**Tâches à réaliser:**
• a. Relevez tous les mots ou groupes de mots placés entre guillemets dans l'article sur la conférence citoyenne.
• b. Prolongez l'article sur la conférence citoyenne à partir de l'endroit où il s'arrête.

**Texte fourni:**
***

Ils sont vingt citoyens lambda, hommes et femmes, sélectionnés par l’IFOP. Depuis la mi-novembre, cette "conférence citoyenne" planche dans la plus grande discrétion sur la fin de vie. Son avis, rédigé pendant tout ce week-end, pèsera lourd dans la future loi promise par François Hollande... Iront-ils jusqu’à prôner la légalisation de l’euthanasie ? Ou défendront-ils le statu quo ? Réponse lundi matin.
Peut-on confier à un petit groupe représentatif de "citoyens" français le soin de décider de la future loi française sur la fin de vie ? C’est un peu la question qui se posera lundi, après que le "jury citoyen" aura rendu son avis sur des questions aussi délicates que l'euthanasie active ou le suicide assisté, jusqu'à présent interdits en France. La "conférence de citoyens" mise sur pied par le Comité consultatif national d'éthique (CCNE) avait en effet prévu de plancher tout le week-end sur des recommandations sur la fin de vie qu’elle dévoilera lors d'une conférence de presse à Paris.

***

**Données fournies:**
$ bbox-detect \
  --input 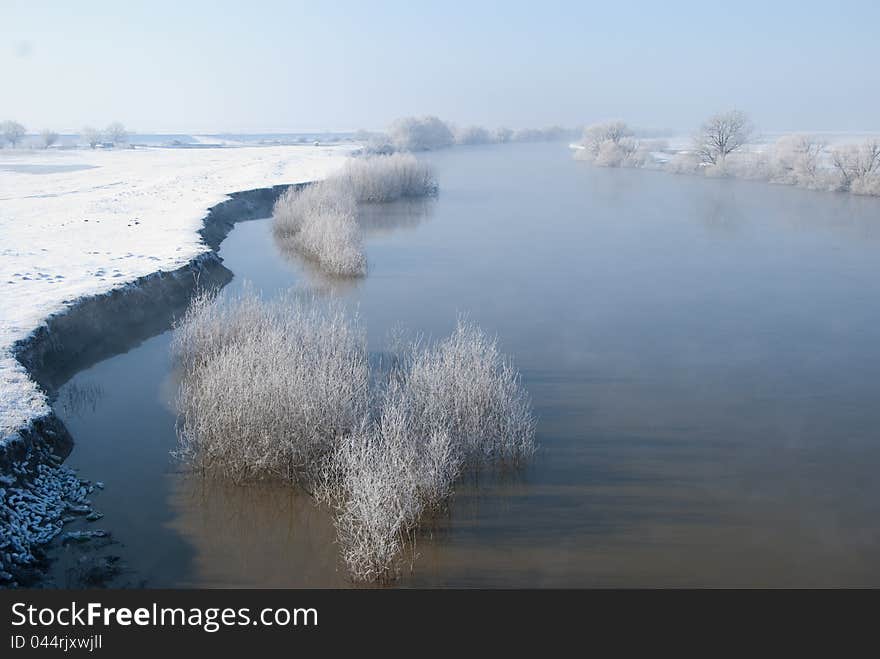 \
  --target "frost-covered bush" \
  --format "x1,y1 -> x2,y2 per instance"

***

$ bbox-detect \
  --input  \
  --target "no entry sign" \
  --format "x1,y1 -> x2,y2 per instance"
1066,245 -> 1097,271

***

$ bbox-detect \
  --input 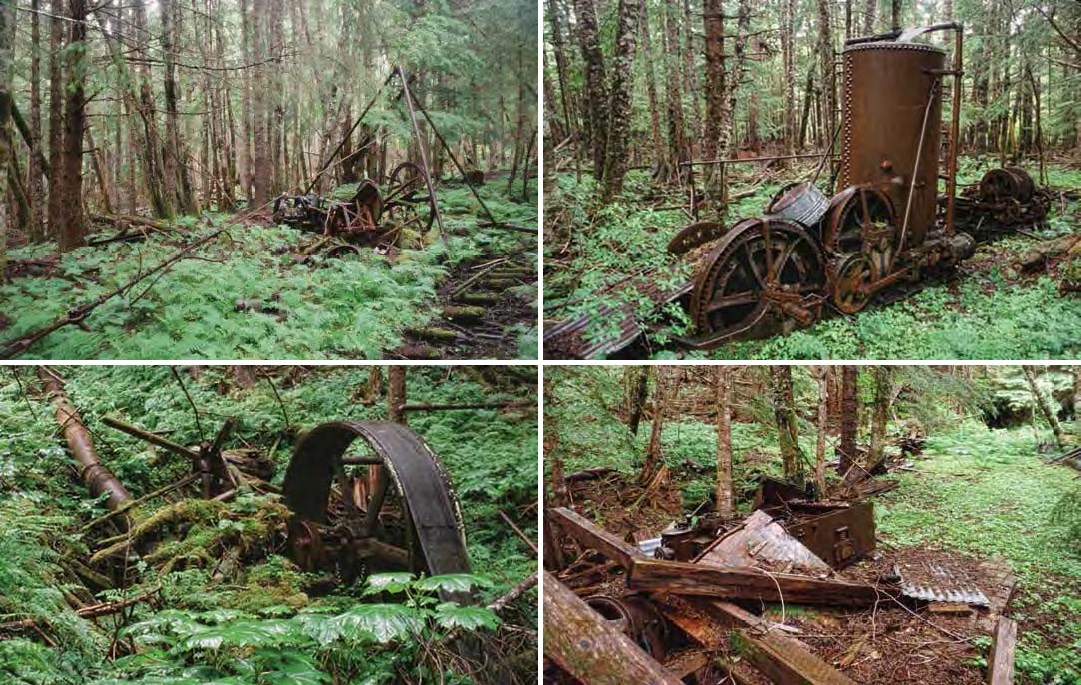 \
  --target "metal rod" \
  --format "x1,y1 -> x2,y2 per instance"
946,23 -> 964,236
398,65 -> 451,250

***

**Réponses aux exercices:**
• a.
- "conférence citoyenne"
- "citoyens"
- "jury citoyen"
- "conférence de citoyens"

• b.
Les conclusions de ce petit groupe d'une vingtaine de personnes sélectionnées par l'Ifop, qui s'est réuni durant trois week-ends à huis clos en novembre et décembre pour entendre diverses personnalités qualifiées pèsera certainement lourd dans la suite du processus voulu par le gouvernement sur la fin de vie. Quelques soient la teneur de leur avis, on voit mal en effet, les pouvoirs publics faire abstraction de cet exercice de démocratie sanitaire, comme si rien ne s’était passé. D’autant que les personnalités auditionnées par ce "jury" depuis la mi-novembre ont été choisies pour partie par le CCNE et pour une partie par les citoyens eux-mêmes, a précisé à l'Agence France Presse, Jean-Claude Ameisen, président du CCNE.
L’affaire est pourtant compliquée pour les pouvoirs publics qui voudraient bien s’épargner un vaste déballage sur la fin de vie, après la polémique sur le "mariage pour tous", tout en respectant une des promesses sociétales du président. Pendant la campagne présidentielle, François Hollande s'était en effet prononcé pour une nouvelle loi sur la fin de vie. Et même s’il n’a jamais utilisé le mot euthanasie, la formulation retenue alors rappelait les législations belges ou néerlandaises : « Je proposerai que toute personne majeure en phase avancée ou terminale d’une maladie incurable, provoquant une souffrance physique ou psychique insupportable, et qui ne peut être apaisée, puisse demander, dans des conditions précises et strictes, à bénéficier d’une assistance médicalisée pour terminer sa vie dans la dignité. »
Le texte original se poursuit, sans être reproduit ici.